### DIRECTION 1
In the forum thread about hreflang tags for multilingual sub-domains, which pages redirect users based on their geo-location?
### DIRECTION 2
Please write the next part of the forum thread about hreflang tags for multilingual sub-domains, picking up after its final line.

### TEXT SECTION
[START]

10:42 am on Jan 30, 2014 (gmt 0)

10+ Year Member



Hello,

I'm running a network of international, multilingual sub-domains:

- www.example.com - Targeting users from all around the world
- uk.example.com - Targeting English speaking users from the United Kingdom
- de.example.com - Targeting German speaking users
- it.example.com - Targeting Italian speaking users


To improve user experience, the homepages (and homepages only) are now redirecting the users according to their Geo-location (based on IP).

All other pages of all 4 sites are not redirecting the users.

Now i'm wondering what should I do in term of Google hreflang/x-default localization tags:

[support.google.com...]

My questions are:

1. In this specific case, do I need to define an x-default?
2. If so, should www.example.com be defined as x-default?
3. If the internal pages aren't redirecting, but they're broadly similar in content, should they still contain hreflang and x-default?
4. Can www.example.com be defined in the homepage as x-default, but as hreflang="en" in the internal pages?

aakk9999

2:57 am on Jan 31, 2014 (gmt 0)

WebmasterWorld Senior Member 10+ Year Member Top Contributors Of The Month



First an observation: Considering the list of your sample domains, the only home page redirect may make sense is www.example.com and uk.example.com redirect as they both serve the same language (English).

I think it is very annoying for visitors to click on the German SERPs result just to be taken to English home page just because they happen to be in UK (or vice versa). Also, the search query result may not exist in the content of the page served in the other language.

A question for you: What are you doing to Googlebot (US IP) when it lands on German page? Are you also redirecting it?

[END]

### PROVIDED INFORMATION
[START]

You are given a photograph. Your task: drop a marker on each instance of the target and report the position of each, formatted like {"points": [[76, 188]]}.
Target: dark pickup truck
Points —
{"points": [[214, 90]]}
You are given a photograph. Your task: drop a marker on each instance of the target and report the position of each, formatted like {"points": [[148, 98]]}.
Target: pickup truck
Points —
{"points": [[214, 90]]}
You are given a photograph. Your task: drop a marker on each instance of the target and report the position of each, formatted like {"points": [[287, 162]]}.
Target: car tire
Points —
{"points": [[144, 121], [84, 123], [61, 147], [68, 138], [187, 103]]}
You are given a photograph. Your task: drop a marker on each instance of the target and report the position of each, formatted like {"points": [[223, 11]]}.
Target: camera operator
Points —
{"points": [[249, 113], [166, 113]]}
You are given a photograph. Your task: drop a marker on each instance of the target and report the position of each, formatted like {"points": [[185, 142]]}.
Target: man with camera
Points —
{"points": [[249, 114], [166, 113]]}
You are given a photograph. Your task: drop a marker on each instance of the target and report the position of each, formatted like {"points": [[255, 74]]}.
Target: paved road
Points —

[END]
[START]

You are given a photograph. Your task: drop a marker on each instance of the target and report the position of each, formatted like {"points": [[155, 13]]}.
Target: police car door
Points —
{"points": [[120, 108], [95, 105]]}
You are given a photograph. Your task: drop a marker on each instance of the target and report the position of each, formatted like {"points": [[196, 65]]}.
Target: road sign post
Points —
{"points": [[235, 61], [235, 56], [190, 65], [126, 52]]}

[END]

### FINAL ANSWER 1
Only the homepages redirect users, based on their IP.

### FINAL ANSWER 2
With regards to your questions:

1 & 2. Google says:

Introducing "x-default hreflang" for international landing pages
April 10, 2013
http://googlewebmastercentral.blogspot.com/2013/04/x-default-hreflang-for-international-pages.html [googlewebmastercentral.blogspot.com]
The new x-default hreflang attribute value signals to our algorithms that this page doesn’t target any specific language or locale and is the default page when no other page is better suited.

According to this, you can set up x-default on www.example.com, although in your case I do not think it is necessary. You may want to study WMT Search Queries and check your impressions and clicks broken down to various countries you do not have a translation for and then decide whether the right page was shown in SERPs and whether it would be better that www.example.com was shown instead.

3. hreflang that specifies a particular language (or a combination of language/region) is very useful in aiding Google to get your language right! So yes and it is advisable as sometimes Google can get language wrong which affects not only your CTR but also your SERPs positioning and hreflang helps in this not happening.

By the way, if page content is similar, but it is in a different language, then this is not the same content in Google's eyes, and for your English sites example.com and uk.example.com, the hreflang should will take care of similarity.

4. Yes you can, as the attribute belongs to a page, not to the domain.